DATA EXTRACTS below:

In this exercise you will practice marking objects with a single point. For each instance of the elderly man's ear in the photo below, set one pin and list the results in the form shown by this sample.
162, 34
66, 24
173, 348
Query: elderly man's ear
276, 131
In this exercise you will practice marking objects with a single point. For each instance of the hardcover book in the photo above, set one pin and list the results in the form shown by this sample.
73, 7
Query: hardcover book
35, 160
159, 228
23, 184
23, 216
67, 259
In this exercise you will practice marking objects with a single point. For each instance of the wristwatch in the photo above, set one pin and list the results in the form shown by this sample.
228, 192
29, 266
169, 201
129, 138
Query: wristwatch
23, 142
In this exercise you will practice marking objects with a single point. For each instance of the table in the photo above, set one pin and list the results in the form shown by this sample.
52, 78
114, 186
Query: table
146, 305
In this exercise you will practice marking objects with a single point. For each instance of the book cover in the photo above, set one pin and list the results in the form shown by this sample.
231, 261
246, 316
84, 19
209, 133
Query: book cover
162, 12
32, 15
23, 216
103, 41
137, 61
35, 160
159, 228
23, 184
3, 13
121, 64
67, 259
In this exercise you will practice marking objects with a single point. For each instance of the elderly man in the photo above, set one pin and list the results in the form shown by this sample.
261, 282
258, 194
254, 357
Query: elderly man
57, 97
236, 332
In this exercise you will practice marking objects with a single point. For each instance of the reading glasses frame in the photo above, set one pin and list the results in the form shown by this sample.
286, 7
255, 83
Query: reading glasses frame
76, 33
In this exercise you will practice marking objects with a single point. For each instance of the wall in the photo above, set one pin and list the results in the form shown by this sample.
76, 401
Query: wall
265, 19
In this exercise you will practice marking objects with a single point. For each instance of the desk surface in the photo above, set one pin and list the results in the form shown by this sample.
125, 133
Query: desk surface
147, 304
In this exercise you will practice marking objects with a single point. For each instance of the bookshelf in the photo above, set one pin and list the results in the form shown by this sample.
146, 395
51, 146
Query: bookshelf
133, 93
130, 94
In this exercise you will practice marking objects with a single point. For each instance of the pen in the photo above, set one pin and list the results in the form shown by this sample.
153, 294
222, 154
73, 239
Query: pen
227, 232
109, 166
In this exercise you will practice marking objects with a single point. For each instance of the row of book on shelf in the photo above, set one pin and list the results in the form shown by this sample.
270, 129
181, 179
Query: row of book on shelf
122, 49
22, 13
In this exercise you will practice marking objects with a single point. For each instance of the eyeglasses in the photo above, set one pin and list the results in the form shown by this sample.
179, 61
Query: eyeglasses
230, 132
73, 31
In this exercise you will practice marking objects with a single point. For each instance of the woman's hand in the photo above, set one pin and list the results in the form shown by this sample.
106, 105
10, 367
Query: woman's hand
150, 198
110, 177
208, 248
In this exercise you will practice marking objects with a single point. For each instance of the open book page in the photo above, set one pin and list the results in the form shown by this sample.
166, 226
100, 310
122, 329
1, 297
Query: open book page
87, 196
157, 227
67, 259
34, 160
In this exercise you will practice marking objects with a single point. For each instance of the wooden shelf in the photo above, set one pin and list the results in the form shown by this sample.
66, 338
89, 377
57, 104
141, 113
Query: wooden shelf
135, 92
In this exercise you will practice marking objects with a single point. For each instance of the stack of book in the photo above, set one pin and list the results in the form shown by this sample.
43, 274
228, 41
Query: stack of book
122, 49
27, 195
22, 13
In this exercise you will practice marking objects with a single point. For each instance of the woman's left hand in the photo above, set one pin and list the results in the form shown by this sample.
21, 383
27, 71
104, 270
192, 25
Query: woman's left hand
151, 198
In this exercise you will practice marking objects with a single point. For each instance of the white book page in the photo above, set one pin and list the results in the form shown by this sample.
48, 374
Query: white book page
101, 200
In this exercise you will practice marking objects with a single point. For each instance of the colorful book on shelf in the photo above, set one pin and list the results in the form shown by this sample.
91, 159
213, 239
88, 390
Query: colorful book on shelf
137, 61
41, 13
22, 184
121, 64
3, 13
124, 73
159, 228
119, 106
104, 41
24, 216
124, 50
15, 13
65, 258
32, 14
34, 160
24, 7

End of DATA EXTRACTS.

WHAT TO DO:
Verbatim reproduction of the entries is required.

RESULT OF THIS TASK:
In this exercise you will practice marking objects with a single point. For each instance of the elderly man's ear in the photo below, set one pin and list the results in the form shown by this sample.
162, 34
66, 24
173, 348
Query: elderly man's ear
276, 131
In this exercise you will practice marking objects with a single point. For each instance of the hardcover book in the photo above, set one pin and list the results in the form shown by this sample.
73, 7
Query: hardcover book
35, 160
159, 228
23, 184
23, 216
67, 259
In this exercise you will practice marking objects with a single point. For each instance of the wristwatch in the photo above, set one pin and list the results in the form shown by this sample.
228, 192
29, 266
169, 201
129, 138
Query: wristwatch
23, 142
In this exercise you will practice marking objects with a single point. For each instance of the table in the photo above, set one pin and list the results in the form shown by this sample.
52, 78
114, 186
Query: table
146, 305
In this exercise you will practice marking objects with a single point. For each instance of the book cover in the photo above, set one pin and list the results in the form shown by this sample.
231, 261
246, 316
84, 19
209, 133
Query: book cover
162, 12
32, 15
23, 216
103, 41
137, 61
35, 160
159, 228
23, 184
3, 13
121, 64
67, 259
In this exercise you will practice marking objects with a single point. For each instance of the elderly man in the photo above, set one pin and list the results in the form shown by this sample.
261, 282
258, 194
254, 357
Query: elderly man
57, 97
236, 332
In this exercise you will practice marking objects with a single point. For each instance of the reading glasses frame in the photo above, set one pin and list the results in the form shown by this sample.
286, 7
255, 83
Query: reading glasses frame
76, 33
In this exercise you will practice marking objects with a single point. For each instance of the wall in the photo above, set one pin and list the results in the form shown by this sample.
76, 401
Query: wall
265, 19
In this exercise you will practice marking objects with a single point. For each instance of the desk surface in the photo above, set one pin and list the results in the form shown by this sample.
125, 133
Query: desk surface
147, 304
In this exercise you will practice marking objects with a single point. For each instance of the bookshelf in the photo above, set one pin and list the results in the form shown by this sample.
146, 395
51, 146
Query: bookshelf
133, 93
130, 94
In this exercise you will practice marking objects with a single point. For each instance of the pen in the photo above, set one pin and list the results in the form shown by this sample.
153, 294
222, 154
73, 239
Query: pen
227, 232
109, 166
In this exercise you will practice marking objects with a single point. For each instance of the row of book on shelf in the photo above, set one pin and list the results in the form shown by this sample.
270, 129
181, 179
Query: row of book on shelf
122, 49
22, 13
In this exercise you will practice marking objects with a single point. For each instance of the eyeglasses in the photo above, set one pin and list the results in the form shown by this sample.
179, 61
Query: eyeglasses
230, 132
73, 31
In this exercise you will practice marking objects with a single point. For each instance of the woman's hand in the photo above, set one pin and list the results in the form shown by this sample.
106, 105
10, 367
Query: woman's hand
150, 198
110, 177
208, 248
In this exercise you will practice marking objects with a single point. For each instance of the open book page in the photo above, set one pin and list the results in the form shown by this sample.
166, 226
100, 310
122, 329
1, 297
Query: open book page
87, 196
157, 227
67, 259
34, 160
In this exercise you will practice marking objects with a single point. For each instance of the wooden shelf in the photo above, set one pin and list the results in the form shown by this sample.
66, 338
89, 377
57, 104
141, 113
Query: wooden shelf
135, 92
In this exercise you will practice marking objects with a single point. For each instance of the stack of book in the photo above, set one pin and list the results in the form shown by this sample.
43, 274
228, 41
Query: stack of book
122, 49
27, 195
22, 13
In this exercise you will practice marking objects with a single point. For each instance of the woman's left hand in the photo above, set one pin and list the results in the form shown by this sample.
21, 383
27, 71
104, 270
192, 25
Query: woman's left hand
151, 198
In this exercise you will practice marking objects with a single point. For each instance of the white book page in the photo above, set one pin and list the results in the form shown by this sample.
48, 374
Query: white book page
101, 200
In this exercise you will practice marking objects with a single point. For each instance of the colorful book on shelf in the photo above, set one pin and list the results in the form shown by this sample.
91, 159
213, 239
88, 390
Query: colorful book on shelf
137, 61
41, 13
22, 184
121, 64
3, 13
124, 73
159, 228
119, 106
104, 41
24, 216
124, 50
15, 13
65, 258
32, 14
34, 160
24, 7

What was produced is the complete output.